> Task brief: Add 96 to every coordinate in the answers, then write out again every line in the stretch from the start of the rows through the line containing "[(339, 79)]", requests included. Leave out every line after that one.
## Start The data
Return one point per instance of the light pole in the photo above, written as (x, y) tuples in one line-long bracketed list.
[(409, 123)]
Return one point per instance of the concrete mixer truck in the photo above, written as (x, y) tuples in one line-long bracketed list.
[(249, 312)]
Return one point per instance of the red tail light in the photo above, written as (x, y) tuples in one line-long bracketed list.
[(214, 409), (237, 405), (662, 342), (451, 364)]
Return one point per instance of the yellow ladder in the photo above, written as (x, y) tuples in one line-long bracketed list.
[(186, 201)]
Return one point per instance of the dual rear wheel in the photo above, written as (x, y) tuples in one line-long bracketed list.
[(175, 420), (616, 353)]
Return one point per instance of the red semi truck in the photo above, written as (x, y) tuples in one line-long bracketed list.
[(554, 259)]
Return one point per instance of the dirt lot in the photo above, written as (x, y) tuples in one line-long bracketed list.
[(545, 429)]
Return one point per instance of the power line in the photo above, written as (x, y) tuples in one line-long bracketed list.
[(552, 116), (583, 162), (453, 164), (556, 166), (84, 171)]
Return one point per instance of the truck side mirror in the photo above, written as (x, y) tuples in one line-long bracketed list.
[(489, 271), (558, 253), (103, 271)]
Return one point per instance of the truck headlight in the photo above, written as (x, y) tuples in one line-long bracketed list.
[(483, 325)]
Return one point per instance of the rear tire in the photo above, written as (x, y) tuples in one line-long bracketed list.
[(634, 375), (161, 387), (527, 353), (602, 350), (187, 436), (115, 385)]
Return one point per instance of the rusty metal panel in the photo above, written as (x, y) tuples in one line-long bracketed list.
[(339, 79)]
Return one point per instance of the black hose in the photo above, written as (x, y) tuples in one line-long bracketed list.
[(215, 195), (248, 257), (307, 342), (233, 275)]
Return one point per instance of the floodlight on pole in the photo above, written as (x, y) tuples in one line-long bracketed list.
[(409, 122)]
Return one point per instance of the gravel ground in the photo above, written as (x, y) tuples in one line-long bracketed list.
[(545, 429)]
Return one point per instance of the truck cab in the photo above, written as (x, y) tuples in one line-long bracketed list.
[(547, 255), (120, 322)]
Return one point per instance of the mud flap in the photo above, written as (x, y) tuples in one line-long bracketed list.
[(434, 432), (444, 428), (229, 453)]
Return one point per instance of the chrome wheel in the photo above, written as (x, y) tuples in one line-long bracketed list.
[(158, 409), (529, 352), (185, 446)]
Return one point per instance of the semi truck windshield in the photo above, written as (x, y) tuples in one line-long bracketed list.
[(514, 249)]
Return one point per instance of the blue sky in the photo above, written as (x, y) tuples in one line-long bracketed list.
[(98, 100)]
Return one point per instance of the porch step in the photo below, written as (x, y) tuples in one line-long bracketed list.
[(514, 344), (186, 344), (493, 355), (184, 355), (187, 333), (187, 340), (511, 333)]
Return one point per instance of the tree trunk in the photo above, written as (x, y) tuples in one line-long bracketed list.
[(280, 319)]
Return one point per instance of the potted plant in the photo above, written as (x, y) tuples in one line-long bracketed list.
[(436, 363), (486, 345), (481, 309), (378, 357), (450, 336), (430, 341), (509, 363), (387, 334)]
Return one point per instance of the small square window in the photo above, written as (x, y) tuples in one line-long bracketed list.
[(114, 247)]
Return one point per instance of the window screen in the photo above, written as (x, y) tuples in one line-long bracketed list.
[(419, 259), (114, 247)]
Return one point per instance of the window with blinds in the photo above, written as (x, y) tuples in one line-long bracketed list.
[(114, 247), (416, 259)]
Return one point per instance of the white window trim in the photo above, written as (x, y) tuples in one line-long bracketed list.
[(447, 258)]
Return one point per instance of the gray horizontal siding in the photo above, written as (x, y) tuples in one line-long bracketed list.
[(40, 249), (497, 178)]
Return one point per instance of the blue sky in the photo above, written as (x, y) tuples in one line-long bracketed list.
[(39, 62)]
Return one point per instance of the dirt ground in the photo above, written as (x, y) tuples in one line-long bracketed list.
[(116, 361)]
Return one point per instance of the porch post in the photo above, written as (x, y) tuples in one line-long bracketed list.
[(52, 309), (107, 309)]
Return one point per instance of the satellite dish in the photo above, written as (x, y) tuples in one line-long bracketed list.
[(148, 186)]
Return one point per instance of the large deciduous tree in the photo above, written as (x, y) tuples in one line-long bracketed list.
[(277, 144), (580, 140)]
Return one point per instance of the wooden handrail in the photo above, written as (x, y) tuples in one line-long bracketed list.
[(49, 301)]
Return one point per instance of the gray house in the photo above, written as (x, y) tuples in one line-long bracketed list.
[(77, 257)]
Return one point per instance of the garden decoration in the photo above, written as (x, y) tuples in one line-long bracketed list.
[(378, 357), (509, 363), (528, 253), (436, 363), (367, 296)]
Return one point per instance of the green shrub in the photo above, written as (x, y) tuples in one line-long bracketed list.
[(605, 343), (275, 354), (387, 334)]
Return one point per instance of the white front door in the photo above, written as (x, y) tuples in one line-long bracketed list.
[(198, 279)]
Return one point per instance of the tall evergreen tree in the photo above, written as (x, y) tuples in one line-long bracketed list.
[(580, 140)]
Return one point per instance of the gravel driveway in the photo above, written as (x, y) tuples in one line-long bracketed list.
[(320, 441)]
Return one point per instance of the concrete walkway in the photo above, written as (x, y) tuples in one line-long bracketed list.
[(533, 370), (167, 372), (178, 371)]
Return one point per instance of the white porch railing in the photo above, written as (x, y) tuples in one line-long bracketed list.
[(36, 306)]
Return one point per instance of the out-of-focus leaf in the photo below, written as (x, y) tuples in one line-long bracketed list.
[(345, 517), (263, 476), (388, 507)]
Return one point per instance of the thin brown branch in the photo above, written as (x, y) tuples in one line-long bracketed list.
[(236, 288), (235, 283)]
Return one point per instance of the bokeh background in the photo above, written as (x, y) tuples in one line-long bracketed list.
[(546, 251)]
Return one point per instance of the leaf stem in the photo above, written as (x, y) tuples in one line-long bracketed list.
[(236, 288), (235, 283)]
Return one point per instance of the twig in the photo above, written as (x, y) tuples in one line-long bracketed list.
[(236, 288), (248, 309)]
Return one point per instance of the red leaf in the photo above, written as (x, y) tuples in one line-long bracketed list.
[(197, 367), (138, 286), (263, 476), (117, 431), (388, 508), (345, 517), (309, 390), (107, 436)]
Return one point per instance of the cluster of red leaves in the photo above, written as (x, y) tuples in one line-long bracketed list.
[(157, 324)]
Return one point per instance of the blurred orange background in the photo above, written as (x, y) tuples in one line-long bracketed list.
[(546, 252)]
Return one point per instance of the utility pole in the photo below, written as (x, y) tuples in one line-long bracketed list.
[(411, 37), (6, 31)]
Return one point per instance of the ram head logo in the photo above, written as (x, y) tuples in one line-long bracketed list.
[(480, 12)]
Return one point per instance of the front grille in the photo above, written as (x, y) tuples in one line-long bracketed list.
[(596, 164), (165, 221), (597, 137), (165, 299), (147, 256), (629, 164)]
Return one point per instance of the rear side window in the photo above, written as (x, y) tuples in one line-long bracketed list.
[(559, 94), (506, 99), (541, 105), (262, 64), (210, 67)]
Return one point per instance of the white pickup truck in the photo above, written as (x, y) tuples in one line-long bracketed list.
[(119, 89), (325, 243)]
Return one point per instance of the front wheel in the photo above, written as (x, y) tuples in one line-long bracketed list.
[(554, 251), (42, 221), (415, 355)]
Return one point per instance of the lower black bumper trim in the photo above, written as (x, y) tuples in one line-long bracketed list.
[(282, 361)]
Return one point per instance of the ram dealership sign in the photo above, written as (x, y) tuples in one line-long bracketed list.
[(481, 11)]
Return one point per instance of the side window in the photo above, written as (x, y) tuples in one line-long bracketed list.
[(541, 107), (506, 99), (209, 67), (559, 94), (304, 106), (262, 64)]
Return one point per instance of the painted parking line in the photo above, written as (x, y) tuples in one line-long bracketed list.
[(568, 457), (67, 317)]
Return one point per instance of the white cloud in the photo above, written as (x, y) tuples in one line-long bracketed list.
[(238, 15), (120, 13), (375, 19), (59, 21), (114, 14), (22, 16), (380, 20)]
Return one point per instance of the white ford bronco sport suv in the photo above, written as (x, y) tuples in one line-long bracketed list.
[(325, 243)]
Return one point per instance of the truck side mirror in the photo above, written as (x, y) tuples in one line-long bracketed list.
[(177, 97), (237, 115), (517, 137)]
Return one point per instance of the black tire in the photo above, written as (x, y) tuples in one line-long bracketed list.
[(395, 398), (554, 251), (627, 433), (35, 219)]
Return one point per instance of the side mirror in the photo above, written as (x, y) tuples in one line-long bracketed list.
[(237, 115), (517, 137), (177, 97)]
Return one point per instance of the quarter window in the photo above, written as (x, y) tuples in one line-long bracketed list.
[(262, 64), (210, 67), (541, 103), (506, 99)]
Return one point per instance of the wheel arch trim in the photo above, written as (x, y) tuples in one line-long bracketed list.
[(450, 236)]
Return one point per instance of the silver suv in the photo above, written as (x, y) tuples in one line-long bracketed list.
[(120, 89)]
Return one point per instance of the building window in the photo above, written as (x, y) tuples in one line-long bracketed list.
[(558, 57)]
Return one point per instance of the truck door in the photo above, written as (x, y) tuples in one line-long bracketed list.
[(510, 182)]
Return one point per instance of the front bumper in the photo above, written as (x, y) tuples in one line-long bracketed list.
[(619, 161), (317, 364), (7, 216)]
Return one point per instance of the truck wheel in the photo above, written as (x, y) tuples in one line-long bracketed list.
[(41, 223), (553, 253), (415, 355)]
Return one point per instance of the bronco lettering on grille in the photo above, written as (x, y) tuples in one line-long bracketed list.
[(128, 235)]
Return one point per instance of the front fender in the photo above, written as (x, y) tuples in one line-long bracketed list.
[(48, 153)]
## End The data
> Result:
Return one point per instance of the light pole in the photo above, written as (x, y) tuples in one line-long bracketed list.
[(505, 219)]
Return one point per instance of the concrete mixer truck in the photo above, written as (x, y) tuples in one line-long bracketed list.
[(345, 408)]
Return one point per instance of the red tail light in the photo above, written as (x, y) tuples in one line-long bracketed list.
[(310, 505), (333, 501), (758, 438), (547, 460)]
Return one point per instance of the yellow ladder in the photo above, written as (x, y) tuples in one line-long bracketed list.
[(282, 297)]
Return one point per instance of the dual rear wheel in the photo above, written as (x, y) tuples in one line-long bracketed list.
[(271, 516), (712, 449)]
Return one point per instance of the red semi truck in the photo above, written as (x, y) tuples in one line-long bracketed list.
[(650, 355)]
Return one point per instance of the dirt lot in the photo above, written as (x, y) tuples in one line-long bracketed list.
[(641, 525)]
Return one point per instance of the power line in the photo above, written as (x, y) tuples in one line-long bracketed list.
[(648, 212), (679, 258), (549, 260), (652, 262), (180, 267)]
Return one point per instance of the truck side mirror in the photo above, written as (x, y) tuples in one line-long bracketed list.
[(585, 367), (654, 349), (199, 367)]
Return one point per instance of the truck headlight in the photo above, written as (x, y) tuples in one line-long bracketed list.
[(579, 421)]
Return one point per instance of the rear tire in the photo above, written as (x, y) tuples in one line-long bracketed list.
[(730, 471), (257, 483), (623, 449), (698, 446), (283, 532), (211, 481)]
Return one point per instance of the rusty metal panel in the photo above, written as (x, y) tuples in one line-long bracketed list.
[(435, 175)]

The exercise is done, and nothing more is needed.